In the backups thread, could you give the stretch from "ghshephard · on" through "a glacial pace." again, changing "glacial" to "leisurely"?

-- START OF Supplied text --

Simple backups are easy. Understanding when something is sufficiently backed up and how to know whether it is backed up can be quite complex, particularly if large amounts of data is involved.

USB drives work great for a desktop with 1 TB, but not so well for 20TB. Then there is the question of how you know whether everything is sufficiently backed up, whether it is free from corruption, how you will move the backup data to a live server in the event of a restore.

DenisM · on Dec 14, 2009

I find it disturbing how many people decided to comment or up-vote on Joel-Atwood angle, or insult each other.

Remember: great people discuss ideas, normal people discuss events, shallow people discuss other people.

ghshephard · on Dec 14, 2009

What I find someone charming/quaint about Joel's Posts on "Operations" over the last six years that I've been reading him, is that he is, slowly but surely, discovering the "Art of Operations" - albeit at a glacial pace.

Most People who work in Production Operations environments of any scale, discover what has taken Joel the better part of a decade, in the first two-three years of their career.

I almost feel like that Airplane passenger sitting beside Brooks Jr - Brooks saw him reading his book, "Mythical Man Month" - and asked the guy (who had no idea who he was sitting beside) what he thought of the book - The gentleman responded that it was basically a summary of things he knew already. Joel is a giant in the industry, but he does have a tendency to discover/restate the obvious.

"It's not backups, but the restores that matter" - is kind of the mantra of every single person who has ever been responsible for backups.

Then, you go to _any_ class on running a production environment, and you discover things like RPO, RTO, Dress-Rehearsals, etc.. and the whole "It's restores that matter" begins to look quaint.

theBobMcCormick · on Dec 15, 2009

What I find amusing about the whole thing is that it's like a microcosm representation of how developers always think operations is trivial and unimportant..... until they have to do it themselves! :-)

josephkern · on Dec 14, 2009

Totally agree on these points. The Joel-Atwood experience is not that of two programmers starting a company. It's a story of two programmers learning about System Administration.

lifeisstillgood · on Dec 14, 2009

the "Art of Operations" suggests a book or similar that you are referring to - is there one, or am I reading too much into some double quotes?

josephkern · on Dec 14, 2009

Yes there is a book: The Practice of System and Network Administration, Second Edition. This is the best Operations book I've ever bought. Worth every penny.

vdm · on Dec 15, 2009

Because Google isn't links:

http://www.amazon.com/Practice-System-Network-Administration...

wglb · on Dec 14, 2009

This is good food for thought. Let's also add to this a concept from a different realm: Everybody has at least two dns servers listed in their /etc/resolv.conf, right? The reason is that in case one of them goes down, there is the other one.

-- END OF Supplied text --
-- START OF Material provided --

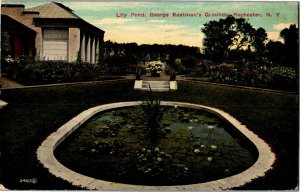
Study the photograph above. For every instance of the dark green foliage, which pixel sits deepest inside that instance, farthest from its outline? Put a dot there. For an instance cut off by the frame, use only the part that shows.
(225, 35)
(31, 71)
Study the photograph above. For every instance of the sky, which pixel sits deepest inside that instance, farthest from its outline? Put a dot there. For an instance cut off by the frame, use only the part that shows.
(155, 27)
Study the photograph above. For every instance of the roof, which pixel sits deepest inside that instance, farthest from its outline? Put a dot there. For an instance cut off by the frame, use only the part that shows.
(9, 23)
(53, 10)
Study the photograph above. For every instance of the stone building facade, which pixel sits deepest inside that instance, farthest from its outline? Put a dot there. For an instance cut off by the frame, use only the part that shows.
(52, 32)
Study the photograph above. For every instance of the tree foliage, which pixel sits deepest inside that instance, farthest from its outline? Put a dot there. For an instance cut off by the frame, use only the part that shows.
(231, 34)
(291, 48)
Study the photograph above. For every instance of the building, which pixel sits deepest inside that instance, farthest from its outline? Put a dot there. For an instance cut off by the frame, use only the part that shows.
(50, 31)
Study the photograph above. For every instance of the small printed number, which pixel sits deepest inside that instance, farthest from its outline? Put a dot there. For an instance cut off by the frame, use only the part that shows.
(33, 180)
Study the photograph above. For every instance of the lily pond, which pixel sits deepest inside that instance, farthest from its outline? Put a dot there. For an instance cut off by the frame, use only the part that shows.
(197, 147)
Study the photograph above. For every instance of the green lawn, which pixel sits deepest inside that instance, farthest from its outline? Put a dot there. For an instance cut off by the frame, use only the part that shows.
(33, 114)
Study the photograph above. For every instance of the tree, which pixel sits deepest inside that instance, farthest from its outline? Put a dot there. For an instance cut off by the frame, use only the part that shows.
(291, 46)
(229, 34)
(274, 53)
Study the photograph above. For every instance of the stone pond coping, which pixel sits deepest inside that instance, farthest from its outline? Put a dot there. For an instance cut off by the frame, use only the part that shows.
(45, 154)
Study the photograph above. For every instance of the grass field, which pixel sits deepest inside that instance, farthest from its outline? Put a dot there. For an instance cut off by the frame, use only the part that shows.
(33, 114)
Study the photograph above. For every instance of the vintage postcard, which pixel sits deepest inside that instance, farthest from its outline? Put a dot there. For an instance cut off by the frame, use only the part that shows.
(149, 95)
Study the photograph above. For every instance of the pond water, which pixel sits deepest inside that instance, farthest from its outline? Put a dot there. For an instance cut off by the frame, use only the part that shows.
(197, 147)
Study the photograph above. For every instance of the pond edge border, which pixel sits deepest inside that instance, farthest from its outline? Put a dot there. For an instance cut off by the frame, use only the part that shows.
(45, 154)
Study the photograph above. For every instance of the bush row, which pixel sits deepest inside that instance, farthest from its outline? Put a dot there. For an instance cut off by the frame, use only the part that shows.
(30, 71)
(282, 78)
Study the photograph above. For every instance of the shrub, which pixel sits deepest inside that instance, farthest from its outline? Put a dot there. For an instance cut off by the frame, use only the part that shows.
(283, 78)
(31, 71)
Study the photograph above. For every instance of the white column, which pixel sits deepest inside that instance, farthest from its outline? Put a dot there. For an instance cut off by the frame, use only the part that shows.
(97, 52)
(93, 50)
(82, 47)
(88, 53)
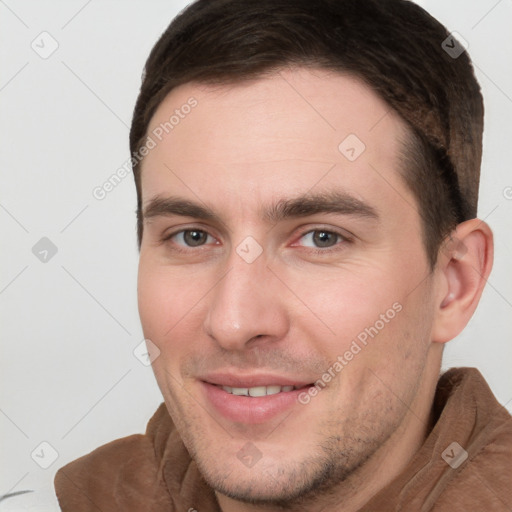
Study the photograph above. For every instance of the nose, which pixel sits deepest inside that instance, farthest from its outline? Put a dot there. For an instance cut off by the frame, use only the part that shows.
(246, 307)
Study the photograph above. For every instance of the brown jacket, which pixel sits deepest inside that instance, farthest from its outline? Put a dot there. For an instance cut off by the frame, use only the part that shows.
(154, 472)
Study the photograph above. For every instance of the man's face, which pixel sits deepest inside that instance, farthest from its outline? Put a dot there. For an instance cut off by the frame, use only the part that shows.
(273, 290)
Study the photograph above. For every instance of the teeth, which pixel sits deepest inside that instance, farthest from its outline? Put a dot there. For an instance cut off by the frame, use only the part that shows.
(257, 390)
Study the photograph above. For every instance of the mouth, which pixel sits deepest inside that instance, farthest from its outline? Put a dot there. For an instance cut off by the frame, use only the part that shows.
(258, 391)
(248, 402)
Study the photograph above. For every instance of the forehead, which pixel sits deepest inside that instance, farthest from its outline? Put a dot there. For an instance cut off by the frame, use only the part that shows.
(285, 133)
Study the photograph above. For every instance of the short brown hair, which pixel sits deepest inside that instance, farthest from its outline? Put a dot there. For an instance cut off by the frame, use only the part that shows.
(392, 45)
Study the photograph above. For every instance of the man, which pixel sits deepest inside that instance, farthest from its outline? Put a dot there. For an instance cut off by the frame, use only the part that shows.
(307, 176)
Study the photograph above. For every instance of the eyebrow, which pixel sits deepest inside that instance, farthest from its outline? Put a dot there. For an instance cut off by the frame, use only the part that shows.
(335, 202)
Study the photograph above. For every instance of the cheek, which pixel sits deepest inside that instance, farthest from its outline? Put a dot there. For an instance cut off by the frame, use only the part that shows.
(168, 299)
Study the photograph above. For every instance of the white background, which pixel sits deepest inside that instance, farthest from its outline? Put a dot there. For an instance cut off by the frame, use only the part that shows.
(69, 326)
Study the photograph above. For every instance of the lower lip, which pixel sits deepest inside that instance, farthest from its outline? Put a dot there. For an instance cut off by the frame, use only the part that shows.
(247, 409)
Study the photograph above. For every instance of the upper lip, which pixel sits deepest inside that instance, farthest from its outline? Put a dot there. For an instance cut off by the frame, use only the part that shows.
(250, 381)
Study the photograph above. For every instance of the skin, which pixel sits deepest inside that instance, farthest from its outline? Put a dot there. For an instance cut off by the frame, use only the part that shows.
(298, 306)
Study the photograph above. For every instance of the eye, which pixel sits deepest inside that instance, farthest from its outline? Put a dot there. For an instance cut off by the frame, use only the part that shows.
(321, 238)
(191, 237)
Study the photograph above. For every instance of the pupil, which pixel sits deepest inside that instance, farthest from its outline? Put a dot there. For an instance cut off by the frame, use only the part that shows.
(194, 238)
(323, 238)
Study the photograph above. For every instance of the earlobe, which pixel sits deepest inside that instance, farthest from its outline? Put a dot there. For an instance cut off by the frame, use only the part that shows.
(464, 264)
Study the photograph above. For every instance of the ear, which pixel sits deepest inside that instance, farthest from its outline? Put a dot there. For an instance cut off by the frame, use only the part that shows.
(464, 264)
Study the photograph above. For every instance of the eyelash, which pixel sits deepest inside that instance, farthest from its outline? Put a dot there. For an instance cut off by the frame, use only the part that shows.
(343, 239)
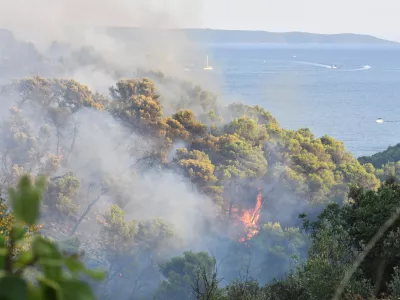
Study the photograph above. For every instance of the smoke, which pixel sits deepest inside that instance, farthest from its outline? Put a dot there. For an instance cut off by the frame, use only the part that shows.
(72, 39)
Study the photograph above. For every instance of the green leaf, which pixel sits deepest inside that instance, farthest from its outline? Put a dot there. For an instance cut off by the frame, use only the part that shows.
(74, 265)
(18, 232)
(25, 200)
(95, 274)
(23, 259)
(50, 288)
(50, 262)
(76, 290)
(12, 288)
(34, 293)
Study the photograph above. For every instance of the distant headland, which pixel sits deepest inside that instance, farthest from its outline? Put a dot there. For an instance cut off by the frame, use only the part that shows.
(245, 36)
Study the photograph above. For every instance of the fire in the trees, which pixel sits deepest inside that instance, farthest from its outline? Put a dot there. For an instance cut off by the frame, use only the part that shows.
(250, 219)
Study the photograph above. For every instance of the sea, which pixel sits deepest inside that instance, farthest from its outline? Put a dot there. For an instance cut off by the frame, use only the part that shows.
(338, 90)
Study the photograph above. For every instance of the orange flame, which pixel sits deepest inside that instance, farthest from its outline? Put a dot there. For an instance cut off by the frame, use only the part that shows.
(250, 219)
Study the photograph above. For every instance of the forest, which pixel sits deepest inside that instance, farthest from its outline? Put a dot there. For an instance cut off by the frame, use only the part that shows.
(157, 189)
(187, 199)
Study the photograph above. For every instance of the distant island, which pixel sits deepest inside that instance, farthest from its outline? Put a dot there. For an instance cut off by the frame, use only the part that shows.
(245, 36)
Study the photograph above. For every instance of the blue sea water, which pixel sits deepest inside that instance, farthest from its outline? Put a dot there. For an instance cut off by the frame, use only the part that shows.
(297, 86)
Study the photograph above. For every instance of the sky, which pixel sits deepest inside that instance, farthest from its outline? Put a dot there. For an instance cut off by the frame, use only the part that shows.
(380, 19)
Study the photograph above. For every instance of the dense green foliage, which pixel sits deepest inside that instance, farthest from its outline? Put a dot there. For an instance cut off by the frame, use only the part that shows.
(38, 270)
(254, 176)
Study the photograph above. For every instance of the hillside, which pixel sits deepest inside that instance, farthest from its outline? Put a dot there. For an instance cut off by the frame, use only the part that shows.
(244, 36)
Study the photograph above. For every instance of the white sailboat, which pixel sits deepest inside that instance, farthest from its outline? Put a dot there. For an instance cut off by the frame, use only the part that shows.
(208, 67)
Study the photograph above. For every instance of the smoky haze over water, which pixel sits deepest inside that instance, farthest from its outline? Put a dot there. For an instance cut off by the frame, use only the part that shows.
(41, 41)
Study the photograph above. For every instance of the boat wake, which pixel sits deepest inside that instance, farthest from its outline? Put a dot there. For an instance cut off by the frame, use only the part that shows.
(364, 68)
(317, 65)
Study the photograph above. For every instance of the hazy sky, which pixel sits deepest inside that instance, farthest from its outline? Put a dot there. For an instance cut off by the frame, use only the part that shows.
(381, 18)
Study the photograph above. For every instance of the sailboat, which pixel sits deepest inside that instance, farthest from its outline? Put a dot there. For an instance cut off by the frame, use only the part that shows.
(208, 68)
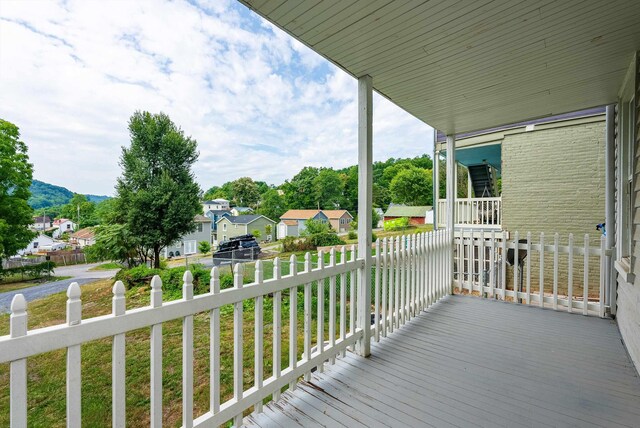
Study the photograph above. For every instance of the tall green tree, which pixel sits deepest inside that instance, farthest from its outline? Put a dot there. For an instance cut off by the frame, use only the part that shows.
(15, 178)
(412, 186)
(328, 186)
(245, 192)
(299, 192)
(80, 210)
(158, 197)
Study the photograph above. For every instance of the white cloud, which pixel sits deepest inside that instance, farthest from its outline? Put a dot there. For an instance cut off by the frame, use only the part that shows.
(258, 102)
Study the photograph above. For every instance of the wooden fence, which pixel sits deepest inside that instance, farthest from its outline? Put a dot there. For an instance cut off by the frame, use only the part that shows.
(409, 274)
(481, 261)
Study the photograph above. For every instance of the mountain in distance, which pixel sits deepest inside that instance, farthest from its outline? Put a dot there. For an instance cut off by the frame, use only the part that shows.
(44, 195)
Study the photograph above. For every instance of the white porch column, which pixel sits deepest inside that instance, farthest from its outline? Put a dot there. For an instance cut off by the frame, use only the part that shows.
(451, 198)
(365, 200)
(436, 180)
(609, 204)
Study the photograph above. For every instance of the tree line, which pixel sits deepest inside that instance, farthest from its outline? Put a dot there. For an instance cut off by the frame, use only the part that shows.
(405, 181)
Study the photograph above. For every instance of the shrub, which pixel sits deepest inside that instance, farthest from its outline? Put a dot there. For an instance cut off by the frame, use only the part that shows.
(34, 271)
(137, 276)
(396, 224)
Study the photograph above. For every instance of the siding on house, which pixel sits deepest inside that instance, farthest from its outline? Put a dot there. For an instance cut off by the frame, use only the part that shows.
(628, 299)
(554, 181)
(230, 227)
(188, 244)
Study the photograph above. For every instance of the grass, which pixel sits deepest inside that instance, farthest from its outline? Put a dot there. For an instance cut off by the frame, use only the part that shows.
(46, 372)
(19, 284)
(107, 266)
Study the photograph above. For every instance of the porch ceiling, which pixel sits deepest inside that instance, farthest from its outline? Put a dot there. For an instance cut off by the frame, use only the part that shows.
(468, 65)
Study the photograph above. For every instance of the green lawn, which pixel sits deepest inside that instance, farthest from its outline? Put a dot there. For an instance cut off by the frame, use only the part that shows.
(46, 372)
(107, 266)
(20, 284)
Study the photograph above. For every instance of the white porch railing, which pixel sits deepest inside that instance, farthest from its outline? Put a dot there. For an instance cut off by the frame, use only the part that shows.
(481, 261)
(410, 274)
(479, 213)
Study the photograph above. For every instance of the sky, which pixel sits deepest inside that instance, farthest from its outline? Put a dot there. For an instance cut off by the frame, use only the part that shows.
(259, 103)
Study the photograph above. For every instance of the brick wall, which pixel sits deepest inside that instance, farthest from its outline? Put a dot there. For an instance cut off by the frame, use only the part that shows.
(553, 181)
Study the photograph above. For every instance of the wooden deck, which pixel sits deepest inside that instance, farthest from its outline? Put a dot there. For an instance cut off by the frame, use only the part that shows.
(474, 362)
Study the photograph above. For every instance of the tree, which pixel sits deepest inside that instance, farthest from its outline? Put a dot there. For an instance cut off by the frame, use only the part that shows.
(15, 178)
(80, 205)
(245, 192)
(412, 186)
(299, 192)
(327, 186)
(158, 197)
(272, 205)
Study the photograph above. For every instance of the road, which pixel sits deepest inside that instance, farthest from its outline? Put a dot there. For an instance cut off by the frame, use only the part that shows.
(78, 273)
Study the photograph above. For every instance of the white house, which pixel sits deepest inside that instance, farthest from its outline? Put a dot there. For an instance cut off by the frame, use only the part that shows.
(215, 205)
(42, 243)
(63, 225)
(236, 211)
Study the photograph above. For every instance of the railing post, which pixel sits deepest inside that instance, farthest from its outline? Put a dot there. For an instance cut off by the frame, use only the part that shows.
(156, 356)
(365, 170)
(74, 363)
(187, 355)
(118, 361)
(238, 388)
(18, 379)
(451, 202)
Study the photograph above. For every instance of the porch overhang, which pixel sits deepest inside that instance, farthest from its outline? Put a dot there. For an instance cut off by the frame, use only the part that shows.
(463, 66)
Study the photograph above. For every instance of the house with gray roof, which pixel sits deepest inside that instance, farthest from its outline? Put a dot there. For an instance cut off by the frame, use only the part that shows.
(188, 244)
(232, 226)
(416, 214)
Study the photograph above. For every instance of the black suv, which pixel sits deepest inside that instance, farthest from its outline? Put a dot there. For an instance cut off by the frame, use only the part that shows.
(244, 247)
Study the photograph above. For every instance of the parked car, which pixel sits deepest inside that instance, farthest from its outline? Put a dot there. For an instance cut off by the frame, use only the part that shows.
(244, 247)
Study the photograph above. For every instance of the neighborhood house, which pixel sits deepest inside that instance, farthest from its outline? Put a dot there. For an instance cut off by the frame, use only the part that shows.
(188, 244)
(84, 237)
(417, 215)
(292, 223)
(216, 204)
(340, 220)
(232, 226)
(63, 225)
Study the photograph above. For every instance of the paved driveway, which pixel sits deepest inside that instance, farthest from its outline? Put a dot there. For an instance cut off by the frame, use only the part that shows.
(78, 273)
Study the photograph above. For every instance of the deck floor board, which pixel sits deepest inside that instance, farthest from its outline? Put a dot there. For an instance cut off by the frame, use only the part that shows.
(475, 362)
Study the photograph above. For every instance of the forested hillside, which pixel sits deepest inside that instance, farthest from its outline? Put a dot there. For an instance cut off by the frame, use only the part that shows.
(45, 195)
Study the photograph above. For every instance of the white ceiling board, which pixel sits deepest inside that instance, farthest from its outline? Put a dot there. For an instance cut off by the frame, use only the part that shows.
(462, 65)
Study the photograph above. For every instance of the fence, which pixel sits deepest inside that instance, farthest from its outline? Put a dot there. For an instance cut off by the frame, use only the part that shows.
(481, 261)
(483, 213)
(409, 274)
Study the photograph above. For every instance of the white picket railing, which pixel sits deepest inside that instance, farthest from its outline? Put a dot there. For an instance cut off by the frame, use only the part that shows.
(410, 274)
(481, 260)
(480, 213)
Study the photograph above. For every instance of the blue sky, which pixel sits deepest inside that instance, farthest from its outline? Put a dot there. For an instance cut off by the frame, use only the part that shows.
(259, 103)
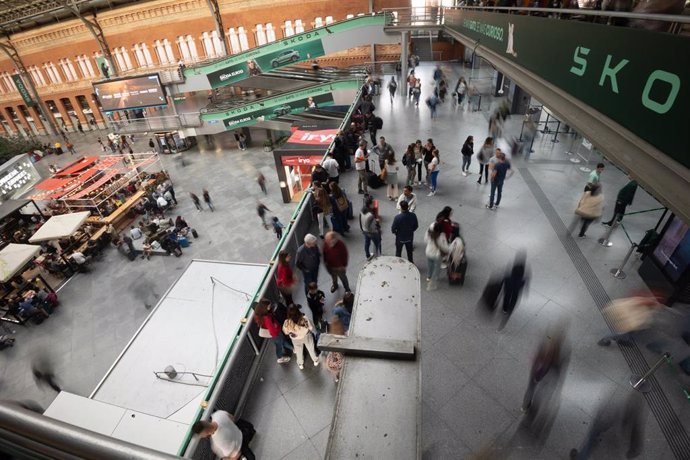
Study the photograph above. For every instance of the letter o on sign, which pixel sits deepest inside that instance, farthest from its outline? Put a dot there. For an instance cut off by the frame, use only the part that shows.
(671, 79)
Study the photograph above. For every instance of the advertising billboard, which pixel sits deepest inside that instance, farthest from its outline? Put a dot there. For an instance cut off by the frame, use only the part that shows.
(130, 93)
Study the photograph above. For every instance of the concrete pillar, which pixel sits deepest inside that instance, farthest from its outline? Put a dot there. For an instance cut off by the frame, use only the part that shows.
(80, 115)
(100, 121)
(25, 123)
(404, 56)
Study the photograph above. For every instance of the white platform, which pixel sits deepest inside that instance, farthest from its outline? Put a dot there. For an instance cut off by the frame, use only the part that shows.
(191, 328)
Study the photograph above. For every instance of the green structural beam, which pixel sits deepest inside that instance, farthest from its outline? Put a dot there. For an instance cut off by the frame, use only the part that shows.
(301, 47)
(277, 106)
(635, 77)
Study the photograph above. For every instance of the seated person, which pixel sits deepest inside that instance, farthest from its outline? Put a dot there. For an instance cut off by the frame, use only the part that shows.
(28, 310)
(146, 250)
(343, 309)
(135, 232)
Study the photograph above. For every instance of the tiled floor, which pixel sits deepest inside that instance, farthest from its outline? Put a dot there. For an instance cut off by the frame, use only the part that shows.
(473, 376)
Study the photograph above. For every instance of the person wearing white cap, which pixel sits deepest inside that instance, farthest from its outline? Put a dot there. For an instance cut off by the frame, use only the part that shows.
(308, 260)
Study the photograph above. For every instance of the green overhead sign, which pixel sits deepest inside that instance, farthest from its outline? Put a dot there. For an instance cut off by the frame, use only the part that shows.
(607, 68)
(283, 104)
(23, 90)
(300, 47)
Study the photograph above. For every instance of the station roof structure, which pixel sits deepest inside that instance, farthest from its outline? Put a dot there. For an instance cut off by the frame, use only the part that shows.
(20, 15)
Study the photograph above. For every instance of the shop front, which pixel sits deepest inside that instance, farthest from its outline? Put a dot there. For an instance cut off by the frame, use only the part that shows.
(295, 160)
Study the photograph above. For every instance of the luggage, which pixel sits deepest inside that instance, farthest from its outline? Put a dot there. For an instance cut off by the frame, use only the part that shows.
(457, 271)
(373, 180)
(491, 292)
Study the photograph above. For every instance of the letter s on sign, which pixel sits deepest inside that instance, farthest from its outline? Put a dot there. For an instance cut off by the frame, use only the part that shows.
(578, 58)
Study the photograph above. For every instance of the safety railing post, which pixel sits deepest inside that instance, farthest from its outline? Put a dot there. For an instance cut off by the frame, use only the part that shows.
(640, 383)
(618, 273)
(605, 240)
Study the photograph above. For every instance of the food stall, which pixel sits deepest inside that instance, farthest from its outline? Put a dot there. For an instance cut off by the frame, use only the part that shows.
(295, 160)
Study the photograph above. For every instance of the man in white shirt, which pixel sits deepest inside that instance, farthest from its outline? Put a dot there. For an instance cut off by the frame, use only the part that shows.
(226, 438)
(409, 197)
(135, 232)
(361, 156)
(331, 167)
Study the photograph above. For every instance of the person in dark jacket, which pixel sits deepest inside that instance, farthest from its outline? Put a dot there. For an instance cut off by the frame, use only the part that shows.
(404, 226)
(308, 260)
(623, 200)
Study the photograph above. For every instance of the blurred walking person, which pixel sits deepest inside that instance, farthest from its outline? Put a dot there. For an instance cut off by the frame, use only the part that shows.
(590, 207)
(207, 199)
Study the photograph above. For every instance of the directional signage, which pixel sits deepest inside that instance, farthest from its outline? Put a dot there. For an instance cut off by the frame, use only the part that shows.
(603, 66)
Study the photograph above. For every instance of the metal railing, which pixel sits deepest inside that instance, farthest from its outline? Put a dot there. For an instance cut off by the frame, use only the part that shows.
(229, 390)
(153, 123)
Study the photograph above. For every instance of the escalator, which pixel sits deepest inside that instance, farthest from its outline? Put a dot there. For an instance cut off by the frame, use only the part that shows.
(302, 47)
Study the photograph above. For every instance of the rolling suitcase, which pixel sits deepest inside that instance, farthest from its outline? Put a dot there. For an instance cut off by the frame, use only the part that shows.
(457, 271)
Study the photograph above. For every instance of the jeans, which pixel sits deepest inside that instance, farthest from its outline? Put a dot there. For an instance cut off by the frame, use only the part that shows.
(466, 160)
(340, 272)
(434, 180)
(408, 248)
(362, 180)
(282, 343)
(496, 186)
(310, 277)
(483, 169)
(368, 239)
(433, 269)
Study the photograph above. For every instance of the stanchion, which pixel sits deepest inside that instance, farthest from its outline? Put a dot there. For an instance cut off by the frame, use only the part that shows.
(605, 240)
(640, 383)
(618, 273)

-- END OF Material provided --

• **Reply to the exercise**:
ghshephard · on Dec 14, 2009

What I find someone charming/quaint about Joel's Posts on "Operations" over the last six years that I've been reading him, is that he is, slowly but surely, discovering the "Art of Operations" - albeit at a leisurely pace.